[Labeled-object pointing entries]
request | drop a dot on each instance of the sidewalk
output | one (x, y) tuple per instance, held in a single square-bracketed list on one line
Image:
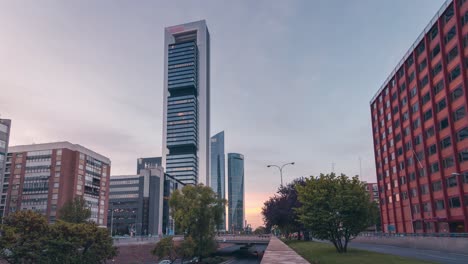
[(278, 252)]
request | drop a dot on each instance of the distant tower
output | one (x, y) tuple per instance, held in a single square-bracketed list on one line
[(186, 122), (236, 192), (218, 177)]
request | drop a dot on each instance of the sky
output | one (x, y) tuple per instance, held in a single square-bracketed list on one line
[(290, 80)]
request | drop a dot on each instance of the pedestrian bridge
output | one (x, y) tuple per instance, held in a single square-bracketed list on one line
[(243, 239)]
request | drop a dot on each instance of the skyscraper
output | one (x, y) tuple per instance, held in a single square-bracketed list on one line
[(218, 177), (186, 124), (5, 125), (420, 130), (236, 192)]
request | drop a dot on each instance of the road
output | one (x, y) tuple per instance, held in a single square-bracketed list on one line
[(422, 254)]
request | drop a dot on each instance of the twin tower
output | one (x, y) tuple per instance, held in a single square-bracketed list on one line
[(186, 126)]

**Problem statement**
Output these lines verbatim, from first to last, omitting the pictures.

**Complete output**
request | drop a dot on each instance of the sidewalk
output | one (x, y) tuple per instance, held in a single square-bracketed list on one line
Image:
[(278, 252)]
request | drop a dot on each instance of the distant tower
output | one (x, y) tuple per instance, held in a single square-bracketed list on one line
[(186, 122), (236, 192), (218, 177)]
request | drop a dot on each instance of the sky
output | one (x, y) tuple per instance, held in a single square-bracketed list on one line
[(290, 80)]
request | drop a dot on each instance of the pedestrian bridge
output | one (x, y) tuple per instance, held in a single square-bracketed list on one line
[(243, 239)]
request | drop a dot on each instance of the skyscraper
output | one (x, y) tuple per instance, held in a single square-bracketed list on one line
[(218, 177), (186, 124), (5, 125), (420, 130), (236, 192)]
request | drop a dot on each instance of the road
output | one (x, y) tuple per instance, held in a single square-bracketed list on one line
[(422, 254)]
request | drop a dot on each instance of the twin tower
output | one (x, y) tuple per instance, held in a single square-bracketed list on one line
[(186, 126)]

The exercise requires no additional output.